Transcribe the tail of the listing: start at the line containing "of the driftwood" and stop after the last line, keeping every character as is and adding nothing.

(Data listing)
************

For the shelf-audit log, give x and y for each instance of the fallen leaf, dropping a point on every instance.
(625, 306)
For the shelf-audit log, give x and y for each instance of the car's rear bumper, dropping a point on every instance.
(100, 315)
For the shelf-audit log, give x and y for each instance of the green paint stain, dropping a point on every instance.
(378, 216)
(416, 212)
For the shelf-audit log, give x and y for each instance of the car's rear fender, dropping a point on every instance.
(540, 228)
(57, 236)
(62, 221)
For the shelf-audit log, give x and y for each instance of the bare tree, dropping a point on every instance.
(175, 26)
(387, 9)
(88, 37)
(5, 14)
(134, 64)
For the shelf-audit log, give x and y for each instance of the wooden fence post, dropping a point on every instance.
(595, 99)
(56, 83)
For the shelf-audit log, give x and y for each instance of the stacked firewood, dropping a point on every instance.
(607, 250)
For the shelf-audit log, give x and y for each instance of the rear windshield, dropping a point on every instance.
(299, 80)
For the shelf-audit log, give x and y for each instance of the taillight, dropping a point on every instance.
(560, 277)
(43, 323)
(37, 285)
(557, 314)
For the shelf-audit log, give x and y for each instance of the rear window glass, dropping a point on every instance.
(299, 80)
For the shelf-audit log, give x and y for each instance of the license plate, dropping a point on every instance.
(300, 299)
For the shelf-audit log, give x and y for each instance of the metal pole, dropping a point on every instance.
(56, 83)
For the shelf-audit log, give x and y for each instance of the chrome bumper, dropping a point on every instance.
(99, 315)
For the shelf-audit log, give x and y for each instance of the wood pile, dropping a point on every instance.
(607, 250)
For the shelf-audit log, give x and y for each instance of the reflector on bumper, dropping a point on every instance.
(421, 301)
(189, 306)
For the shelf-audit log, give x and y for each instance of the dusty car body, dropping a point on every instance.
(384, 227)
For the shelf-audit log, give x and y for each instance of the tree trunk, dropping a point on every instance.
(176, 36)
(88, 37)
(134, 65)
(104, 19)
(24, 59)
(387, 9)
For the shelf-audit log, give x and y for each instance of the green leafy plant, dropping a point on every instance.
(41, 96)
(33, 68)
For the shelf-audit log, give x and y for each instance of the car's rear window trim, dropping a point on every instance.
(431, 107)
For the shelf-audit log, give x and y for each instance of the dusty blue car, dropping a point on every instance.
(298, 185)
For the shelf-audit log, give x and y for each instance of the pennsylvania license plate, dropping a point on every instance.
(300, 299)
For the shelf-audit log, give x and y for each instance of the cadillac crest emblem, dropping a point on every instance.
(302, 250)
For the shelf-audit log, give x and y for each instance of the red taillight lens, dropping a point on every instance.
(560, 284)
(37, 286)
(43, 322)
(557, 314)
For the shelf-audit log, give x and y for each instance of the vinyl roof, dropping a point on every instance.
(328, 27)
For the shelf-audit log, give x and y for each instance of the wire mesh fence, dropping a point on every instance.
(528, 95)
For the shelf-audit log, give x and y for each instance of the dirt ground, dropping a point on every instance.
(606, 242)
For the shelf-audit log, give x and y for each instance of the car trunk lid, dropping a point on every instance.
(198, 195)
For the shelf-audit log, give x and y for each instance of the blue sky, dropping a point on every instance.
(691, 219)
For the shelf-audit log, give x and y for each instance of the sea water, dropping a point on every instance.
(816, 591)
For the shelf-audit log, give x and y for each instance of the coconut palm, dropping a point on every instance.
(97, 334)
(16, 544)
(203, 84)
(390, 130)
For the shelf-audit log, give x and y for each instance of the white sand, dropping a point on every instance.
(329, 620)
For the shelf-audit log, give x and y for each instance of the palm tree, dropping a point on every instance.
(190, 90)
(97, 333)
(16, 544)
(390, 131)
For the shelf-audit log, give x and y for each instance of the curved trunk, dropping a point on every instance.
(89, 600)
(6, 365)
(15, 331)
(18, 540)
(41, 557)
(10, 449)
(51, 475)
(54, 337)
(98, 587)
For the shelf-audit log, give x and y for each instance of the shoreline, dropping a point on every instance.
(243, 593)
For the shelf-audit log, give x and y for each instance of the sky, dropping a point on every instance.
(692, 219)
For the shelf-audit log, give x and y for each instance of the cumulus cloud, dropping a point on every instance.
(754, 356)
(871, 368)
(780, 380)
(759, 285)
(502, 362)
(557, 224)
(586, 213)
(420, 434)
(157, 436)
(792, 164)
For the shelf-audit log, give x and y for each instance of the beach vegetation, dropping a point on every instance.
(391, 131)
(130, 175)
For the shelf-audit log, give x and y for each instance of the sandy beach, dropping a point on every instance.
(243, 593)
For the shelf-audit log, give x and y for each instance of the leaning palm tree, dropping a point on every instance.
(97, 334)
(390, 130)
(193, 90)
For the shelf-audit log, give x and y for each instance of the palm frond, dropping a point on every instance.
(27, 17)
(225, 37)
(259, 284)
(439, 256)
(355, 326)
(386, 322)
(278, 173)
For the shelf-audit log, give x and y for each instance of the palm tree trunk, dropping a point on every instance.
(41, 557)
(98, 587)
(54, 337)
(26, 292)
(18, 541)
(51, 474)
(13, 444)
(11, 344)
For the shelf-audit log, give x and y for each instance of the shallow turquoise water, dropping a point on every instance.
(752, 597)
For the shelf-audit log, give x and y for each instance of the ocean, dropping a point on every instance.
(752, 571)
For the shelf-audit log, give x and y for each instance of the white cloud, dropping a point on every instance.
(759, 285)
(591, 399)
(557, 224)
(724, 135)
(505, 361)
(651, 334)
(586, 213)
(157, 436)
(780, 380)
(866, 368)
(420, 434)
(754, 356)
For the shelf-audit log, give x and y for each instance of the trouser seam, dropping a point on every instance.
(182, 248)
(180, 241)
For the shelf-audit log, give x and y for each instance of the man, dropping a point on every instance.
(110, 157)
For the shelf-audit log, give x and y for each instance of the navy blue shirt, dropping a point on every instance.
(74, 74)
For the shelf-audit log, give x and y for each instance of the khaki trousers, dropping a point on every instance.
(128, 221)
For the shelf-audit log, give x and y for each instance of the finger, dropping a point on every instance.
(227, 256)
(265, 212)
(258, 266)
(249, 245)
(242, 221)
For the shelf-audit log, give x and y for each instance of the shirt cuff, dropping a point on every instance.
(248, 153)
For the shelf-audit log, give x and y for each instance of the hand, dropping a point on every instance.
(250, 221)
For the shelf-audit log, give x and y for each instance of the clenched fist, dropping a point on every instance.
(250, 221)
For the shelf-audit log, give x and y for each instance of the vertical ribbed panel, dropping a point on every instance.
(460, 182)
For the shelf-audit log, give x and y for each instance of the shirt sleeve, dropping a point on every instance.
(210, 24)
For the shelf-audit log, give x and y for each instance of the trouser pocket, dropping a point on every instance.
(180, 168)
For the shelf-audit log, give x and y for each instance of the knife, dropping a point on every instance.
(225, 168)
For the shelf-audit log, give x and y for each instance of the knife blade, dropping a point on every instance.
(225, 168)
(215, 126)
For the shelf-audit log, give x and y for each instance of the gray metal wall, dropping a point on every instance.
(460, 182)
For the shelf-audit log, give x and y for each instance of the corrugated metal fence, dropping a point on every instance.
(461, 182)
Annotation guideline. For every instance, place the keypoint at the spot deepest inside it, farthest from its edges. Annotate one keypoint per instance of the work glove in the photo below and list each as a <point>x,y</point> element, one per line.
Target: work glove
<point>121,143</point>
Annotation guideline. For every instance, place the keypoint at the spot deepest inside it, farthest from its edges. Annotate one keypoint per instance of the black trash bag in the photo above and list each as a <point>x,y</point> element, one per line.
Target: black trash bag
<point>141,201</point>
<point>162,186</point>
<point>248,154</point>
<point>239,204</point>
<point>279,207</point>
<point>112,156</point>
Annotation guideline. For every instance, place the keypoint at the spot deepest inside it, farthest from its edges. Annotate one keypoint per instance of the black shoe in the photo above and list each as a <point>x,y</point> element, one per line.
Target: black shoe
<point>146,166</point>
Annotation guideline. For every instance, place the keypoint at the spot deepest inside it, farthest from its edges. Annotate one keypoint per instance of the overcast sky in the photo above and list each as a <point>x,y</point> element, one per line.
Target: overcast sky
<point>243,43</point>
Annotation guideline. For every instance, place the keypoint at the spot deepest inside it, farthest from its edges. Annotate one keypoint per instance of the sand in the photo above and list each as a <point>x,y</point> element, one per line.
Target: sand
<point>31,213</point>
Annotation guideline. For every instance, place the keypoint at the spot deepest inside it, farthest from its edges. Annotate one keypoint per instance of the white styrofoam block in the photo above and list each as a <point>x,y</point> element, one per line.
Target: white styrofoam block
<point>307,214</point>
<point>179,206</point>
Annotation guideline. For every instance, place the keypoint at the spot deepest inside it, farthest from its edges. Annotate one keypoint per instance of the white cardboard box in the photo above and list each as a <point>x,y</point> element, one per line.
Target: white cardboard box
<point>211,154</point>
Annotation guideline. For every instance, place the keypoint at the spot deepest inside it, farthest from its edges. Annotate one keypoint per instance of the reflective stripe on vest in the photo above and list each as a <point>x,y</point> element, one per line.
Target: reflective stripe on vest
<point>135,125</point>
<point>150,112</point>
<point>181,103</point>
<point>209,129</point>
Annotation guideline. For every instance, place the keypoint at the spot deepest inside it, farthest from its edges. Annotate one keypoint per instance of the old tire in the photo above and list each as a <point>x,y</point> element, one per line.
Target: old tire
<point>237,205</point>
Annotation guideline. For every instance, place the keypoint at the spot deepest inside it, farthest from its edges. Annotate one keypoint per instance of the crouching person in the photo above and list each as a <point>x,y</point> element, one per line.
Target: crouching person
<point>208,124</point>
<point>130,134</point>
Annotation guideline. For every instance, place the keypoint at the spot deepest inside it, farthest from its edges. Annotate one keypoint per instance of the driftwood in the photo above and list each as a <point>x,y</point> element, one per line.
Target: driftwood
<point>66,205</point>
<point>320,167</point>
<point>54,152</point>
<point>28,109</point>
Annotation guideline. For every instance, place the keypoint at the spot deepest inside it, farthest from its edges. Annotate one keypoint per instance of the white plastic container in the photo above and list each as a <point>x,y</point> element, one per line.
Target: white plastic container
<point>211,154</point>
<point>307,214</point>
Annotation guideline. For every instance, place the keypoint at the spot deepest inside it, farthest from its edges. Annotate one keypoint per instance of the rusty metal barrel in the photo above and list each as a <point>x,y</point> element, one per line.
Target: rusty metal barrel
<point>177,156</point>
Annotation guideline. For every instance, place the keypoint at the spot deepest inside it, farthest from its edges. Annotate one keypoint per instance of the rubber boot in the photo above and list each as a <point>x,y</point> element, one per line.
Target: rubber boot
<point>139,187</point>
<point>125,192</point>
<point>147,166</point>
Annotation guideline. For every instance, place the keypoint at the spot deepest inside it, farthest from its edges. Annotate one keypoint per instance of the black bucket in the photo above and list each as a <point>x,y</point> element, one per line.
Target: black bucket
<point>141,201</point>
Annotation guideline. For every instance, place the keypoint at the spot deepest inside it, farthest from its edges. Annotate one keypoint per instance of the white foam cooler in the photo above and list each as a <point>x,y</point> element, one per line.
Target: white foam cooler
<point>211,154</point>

************

• _CORRECT OUTPUT_:
Annotation guideline. For every instance, place the keypoint at the spot deepest inside it, farthest from its edges. Annotate one keypoint per instance of the driftwood in the photo above and list each as a <point>x,y</point> element, one per line.
Target: driftwood
<point>66,205</point>
<point>320,167</point>
<point>54,152</point>
<point>28,109</point>
Annotation guideline. For every instance, place the keypoint at the spot deepest inside it, farthest from its edges. Annotate one keypoint per instance of the white plastic container in the photo above and list each as a <point>x,y</point> element, one per line.
Target: white plastic container
<point>211,154</point>
<point>307,214</point>
Annotation guideline. For every instance, place the keypoint at the spot deepest inside it, farthest from its edges. Annotate one keypoint per instance of the rusty metal barrel in the photo above and list each as a <point>x,y</point> element, one per line.
Target: rusty metal barrel
<point>177,156</point>
Annotation guideline. For every instance, place the keypoint at the spot deepest inside it, farthest from its edges. Annotate one keypoint per instance of the rubber boot in the photo above and list each as a <point>x,y</point> element, one per line.
Target: rubber boot
<point>139,187</point>
<point>125,192</point>
<point>147,166</point>
Annotation guideline. For every instance, place the keypoint at the spot deepest inside it, farthest from its edges. Annotate one keypoint per instance of the black bucket in the photo above and list each as a <point>x,y</point> element, one per line.
Target: black bucket
<point>141,201</point>
Annotation guideline. For every instance, place the keypoint at the spot deepest inside it, farthest from its edges. Annotate one keypoint per instance of the white foam cooler in the photo above and list each as a <point>x,y</point> element, one per line.
Target: white foam cooler
<point>211,154</point>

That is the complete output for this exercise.